Tarefas a fazer:
1. Indique se cada afirmação concorda com o excerto do texto, respondendo sim ou não e citando literalmente as palavras do excerto que o decidem. (a) Houve décadas de políticas de apoio nacionais e europeias. (b) Os casos de sucesso existem apenas em Espanha. (c) É impossível criar valor no interior por este estar afastado do litoral.
2. Resuma o excerto do texto em duas frases.

Excerto do texto:
--- --- ---
Criar valor em vez de mendigar

Escrito por Acácio Pereira

“Sim, houve esquecimento e abandono! Mas também há décadas de políticas de apoio e de incentivo, nacionais e europeias.”

Os incêndios, outra vez os incêndios. E outra vez a conversa do interior esquecido, a pedir mais dinheiro do Estado, a pedir a “eles” (os de Lisboa, os políticos, eles…) ajuda para ultrapassar “o esquecimento”.
Talvez a melhor forma de começar a preparar um futuro pós-incêndios seja acabar com a visão miserabilista do interior, com a política e a prática da mão estendida, com a mendicidade latente que parece dominar o discurso de quase todas as pessoas que falam em nome do interior, sejam elas autarcas em funções, sejam os populares que falam para as câmaras de TV ao lado dos fogos ou nas esplanadas dos cafés.
Sim, houve esquecimento e abandono! Mas também há décadas de políticas de apoio e de incentivo, nacionais e europeias. Muito dinheiro tem sido canalizado para estes territórios de fronteira: infraestruturas, estradas, apoios à economia… e, recentemente, sistemas mais fiáveis de combate aos incêndios.
O ponto crítico, no entanto, permanece o mesmo: é preciso criar valor, e acrescentar valor, às atividades económicas que se desenvolvem nos nossos territórios. Bem sabemos que é mais difícil estando afastados do litoral, mas é possível, é viável e é rentável fazê-lo aqui, no interior. Os casos de sucesso estão à vista – e não são só em Espanha, também os há em Portugal, na Beira Interior!
--- --- ---
Excerto da fonte:
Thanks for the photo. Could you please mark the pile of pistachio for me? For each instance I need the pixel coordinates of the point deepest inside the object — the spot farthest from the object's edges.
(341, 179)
--- --- ---
Respostas por tarefa:
1.
(a) Sim: "Mas também há décadas de políticas de apoio e de incentivo, nacionais e europeias."
(b) Não: "e não são só em Espanha, também os há em Portugal, na Beira Interior!"
(c) Não: "mas é possível, é viável e é rentável fazê-lo aqui, no interior."

2. O excerto defende que, para preparar o futuro depois dos incêndios, é preciso acabar com a visão miserabilista do interior e com a prática da mão estendida, lembrando que, apesar do esquecimento e do abandono, houve décadas de apoios nacionais e europeus a estes territórios. Afirma que o essencial é criar e acrescentar valor às atividades económicas locais, o que é possível, viável e rentável no interior, como mostram casos de sucesso em Espanha e também em Portugal, na Beira Interior.